Lines that include "rough" make up the answer; copy all of them from the data below.

- - - - - - -

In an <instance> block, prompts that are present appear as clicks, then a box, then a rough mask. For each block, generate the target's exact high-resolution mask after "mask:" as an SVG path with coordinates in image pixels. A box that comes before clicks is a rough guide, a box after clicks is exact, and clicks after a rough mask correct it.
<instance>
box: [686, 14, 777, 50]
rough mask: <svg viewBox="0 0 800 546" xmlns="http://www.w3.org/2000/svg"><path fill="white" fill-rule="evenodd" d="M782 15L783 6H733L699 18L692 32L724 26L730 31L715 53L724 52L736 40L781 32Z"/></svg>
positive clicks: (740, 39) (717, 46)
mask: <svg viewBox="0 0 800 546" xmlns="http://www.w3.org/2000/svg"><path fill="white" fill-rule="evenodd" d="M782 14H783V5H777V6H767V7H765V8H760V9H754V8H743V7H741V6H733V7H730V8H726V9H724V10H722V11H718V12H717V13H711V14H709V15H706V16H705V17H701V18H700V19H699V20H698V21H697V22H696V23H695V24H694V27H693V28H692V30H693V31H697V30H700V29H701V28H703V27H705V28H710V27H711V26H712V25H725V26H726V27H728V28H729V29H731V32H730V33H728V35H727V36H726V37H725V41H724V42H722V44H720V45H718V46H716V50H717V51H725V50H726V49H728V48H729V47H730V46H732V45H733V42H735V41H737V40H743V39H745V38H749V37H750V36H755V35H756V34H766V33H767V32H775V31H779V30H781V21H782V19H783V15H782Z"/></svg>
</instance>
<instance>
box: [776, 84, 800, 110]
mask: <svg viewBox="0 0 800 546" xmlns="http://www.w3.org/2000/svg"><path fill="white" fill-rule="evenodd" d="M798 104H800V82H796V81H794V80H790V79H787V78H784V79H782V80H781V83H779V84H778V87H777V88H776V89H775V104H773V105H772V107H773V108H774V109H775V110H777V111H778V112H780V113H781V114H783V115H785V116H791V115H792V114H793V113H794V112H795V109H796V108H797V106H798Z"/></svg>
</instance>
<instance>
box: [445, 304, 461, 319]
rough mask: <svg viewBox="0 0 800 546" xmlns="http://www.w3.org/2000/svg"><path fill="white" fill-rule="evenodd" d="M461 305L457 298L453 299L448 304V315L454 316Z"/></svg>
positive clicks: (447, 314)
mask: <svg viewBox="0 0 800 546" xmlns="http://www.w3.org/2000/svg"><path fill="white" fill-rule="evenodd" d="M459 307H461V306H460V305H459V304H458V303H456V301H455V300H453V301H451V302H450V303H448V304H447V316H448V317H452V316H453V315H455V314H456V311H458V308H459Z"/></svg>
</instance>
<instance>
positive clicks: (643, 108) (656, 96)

- - - - - - -

*RESPONSE TO THE EXERCISE*
In an <instance> block, prompts that are present appear as clicks, then a box, then a rough mask. For each block, generate the target's exact high-resolution mask after "mask:" as an SVG path with coordinates in image pixels. A box that comes before clicks is a rough guide, a box after clicks is exact, and clicks after a rough mask correct it.
rough mask: <svg viewBox="0 0 800 546" xmlns="http://www.w3.org/2000/svg"><path fill="white" fill-rule="evenodd" d="M782 15L783 6H733L699 18L692 32L724 26L730 31L715 53L724 52L736 40L781 32Z"/></svg>
rough mask: <svg viewBox="0 0 800 546" xmlns="http://www.w3.org/2000/svg"><path fill="white" fill-rule="evenodd" d="M461 305L457 298L453 299L448 304V315L454 316Z"/></svg>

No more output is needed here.